Reading text:
+ + + + + + +

How do health savings accounts (HSA) work?

how do saving accounts work

About This Blog

Local finance professionals share insights and advice on issues such as budgeting, managing debt, and retirement planning.

My employer recently started offering Health Savings Accounts. I’m not sure what they are and how they work. Can you explain?

A health savings account (HSA) is a tax-advantaged alternative to traditional health insurance. HSAs work in conjunction with high-deductible health plans (HDHP). A high deductible health plan is a health insurance plan that typically has lower premiums but higher deductibles. HDHPs typically cover 100% of the insured’s medical expenses once the total out-of-pocket limits are met (including the deductible). For 2011, the annual out-of-pocket expense limit cannot exceed $5,950 for individual coverage and $11,900 for family coverage. The minimum deductible for a HDHP (for 2011) is $1,200 for individual coverage and $2,400 for family coverage.

+ + + + + + +

Saved entries:
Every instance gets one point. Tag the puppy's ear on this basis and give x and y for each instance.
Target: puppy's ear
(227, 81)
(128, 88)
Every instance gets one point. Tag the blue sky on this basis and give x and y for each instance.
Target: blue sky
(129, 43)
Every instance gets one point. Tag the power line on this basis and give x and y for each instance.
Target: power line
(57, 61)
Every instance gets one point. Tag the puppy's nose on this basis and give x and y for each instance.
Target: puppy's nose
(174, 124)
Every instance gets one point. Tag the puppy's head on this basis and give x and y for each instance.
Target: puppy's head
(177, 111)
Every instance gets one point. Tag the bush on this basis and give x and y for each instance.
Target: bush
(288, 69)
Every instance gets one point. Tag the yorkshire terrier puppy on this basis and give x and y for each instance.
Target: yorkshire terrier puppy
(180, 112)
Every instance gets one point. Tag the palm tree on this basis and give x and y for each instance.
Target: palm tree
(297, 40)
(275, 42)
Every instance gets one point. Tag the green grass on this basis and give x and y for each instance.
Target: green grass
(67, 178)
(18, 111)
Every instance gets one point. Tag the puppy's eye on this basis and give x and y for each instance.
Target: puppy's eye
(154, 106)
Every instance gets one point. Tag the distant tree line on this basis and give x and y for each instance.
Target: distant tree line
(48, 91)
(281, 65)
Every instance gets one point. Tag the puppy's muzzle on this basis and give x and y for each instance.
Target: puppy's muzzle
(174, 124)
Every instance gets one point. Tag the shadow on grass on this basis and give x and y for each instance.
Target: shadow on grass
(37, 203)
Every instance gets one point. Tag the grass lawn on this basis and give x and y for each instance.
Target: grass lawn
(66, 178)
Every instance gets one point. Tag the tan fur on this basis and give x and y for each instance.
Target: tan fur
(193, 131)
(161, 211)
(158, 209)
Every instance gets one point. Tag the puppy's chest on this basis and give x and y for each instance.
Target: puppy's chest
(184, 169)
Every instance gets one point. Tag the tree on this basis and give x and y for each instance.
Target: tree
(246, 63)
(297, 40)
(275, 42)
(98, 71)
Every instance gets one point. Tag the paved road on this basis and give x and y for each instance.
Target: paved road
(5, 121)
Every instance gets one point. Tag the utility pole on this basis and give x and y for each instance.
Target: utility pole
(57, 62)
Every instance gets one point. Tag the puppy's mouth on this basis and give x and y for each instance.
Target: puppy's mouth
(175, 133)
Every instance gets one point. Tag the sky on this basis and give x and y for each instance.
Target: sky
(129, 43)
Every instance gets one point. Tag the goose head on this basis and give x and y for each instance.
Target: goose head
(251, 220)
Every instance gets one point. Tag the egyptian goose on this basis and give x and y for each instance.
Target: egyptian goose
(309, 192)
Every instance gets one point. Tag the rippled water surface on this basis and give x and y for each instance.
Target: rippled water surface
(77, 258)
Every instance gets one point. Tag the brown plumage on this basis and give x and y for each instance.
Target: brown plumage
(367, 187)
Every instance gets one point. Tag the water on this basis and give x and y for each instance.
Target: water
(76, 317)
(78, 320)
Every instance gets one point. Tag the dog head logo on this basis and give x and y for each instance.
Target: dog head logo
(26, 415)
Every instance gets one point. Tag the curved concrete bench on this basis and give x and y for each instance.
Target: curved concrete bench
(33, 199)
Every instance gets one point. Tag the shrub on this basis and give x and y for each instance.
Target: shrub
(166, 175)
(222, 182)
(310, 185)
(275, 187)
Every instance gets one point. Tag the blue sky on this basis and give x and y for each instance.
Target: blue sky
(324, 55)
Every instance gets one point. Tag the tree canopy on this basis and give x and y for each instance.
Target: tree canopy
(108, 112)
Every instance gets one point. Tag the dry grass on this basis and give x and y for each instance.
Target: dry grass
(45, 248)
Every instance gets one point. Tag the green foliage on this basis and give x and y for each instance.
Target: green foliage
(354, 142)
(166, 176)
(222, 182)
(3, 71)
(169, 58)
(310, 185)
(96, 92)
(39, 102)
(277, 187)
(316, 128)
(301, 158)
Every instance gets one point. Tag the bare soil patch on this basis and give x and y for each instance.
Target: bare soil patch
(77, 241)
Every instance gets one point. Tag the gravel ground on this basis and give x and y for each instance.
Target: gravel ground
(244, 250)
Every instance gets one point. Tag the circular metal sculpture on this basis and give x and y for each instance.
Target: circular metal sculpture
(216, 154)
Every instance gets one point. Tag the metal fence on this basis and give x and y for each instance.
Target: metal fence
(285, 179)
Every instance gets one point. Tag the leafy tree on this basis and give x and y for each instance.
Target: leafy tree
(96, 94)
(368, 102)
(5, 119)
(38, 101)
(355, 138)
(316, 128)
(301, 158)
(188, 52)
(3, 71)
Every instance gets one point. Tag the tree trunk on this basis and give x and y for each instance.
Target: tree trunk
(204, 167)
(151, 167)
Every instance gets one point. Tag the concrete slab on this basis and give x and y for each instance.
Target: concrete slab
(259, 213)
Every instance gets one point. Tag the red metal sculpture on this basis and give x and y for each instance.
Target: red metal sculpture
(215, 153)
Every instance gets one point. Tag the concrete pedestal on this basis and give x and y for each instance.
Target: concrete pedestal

+ + + + + + +

Assigned task 1: List every dollar amount given in the health savings account text.
Assigned task 2: In the health savings account text, swap "premiums" for "monthly payments" and write out the passage between "Local finance professionals" and "and $2,400 for family coverage.", inclusive.
Assigned task 3: Supply the next part of the health savings account text, picking up after its final sentence.
These records were drawn from a separate source.

Exercise output 1: $5,950, $11,900, $1,200, $2,400

Exercise output 2:
Local finance professionals share insights and advice on issues such as budgeting, managing debt, and retirement planning.

My employer recently started offering Health Savings Accounts. I’m not sure what they are and how they work. Can you explain?

A health savings account (HSA) is a tax-advantaged alternative to traditional health insurance. HSAs work in conjunction with high-deductible health plans (HDHP). A high deductible health plan is a health insurance plan that typically has lower monthly payments but higher deductibles. HDHPs typically cover 100% of the insured’s medical expenses once the total out-of-pocket limits are met (including the deductible). For 2011, the annual out-of-pocket expense limit cannot exceed $5,950 for individual coverage and $11,900 for family coverage. The minimum deductible for a HDHP (for 2011) is $1,200 for individual coverage and $2,400 for family coverage.

Exercise output 3:
As mentioned earlier, HSAs work in conjunction with HDHPs. Therefore, you need to enroll in an HDHP before you are eligible to establish an HSA. Once you establish an HSA, it can provide you with significant benefits including the following:

• You can make contributions (pre-tax and after-tax) to your HSA. Pre-tax contributions can reduce your taxable income and after-tax contributions are deductible.

• Contributions to your HSA as well as any earnings on those contributions grow tax deferred.

• Contributions to your HSA for 2011 are limited to $3,050 for individuals and $6,150 for families. However, if you are 55 or older you may be qualified to make additional catch-up contributions.

• Withdrawals from your HSA that are used for qualified medical expenses are tax-free. In addition, withdrawals can also be used for you deductible and co-pays.

• In certain cases, withdrawals may be used to pay for long-term care or disability insurance premiums.

• Unlike flexible spending accounts, there is no “use-it-or-lose-it” provision on unused HSA funds at the end of

each year.

• Contributions and earnings that you withdraw will be tax free if they are used to pay for qualified medical expenses.

• HSAs are portable. Therefore, you can take it with you if you change employers.

• Your employer can make contributions to your HSA on your behalf.

• HSAs typically offer various savings and investment options (e.g. checking account, savings accounts, money market accounts, stocks, bonds, and mutual funds).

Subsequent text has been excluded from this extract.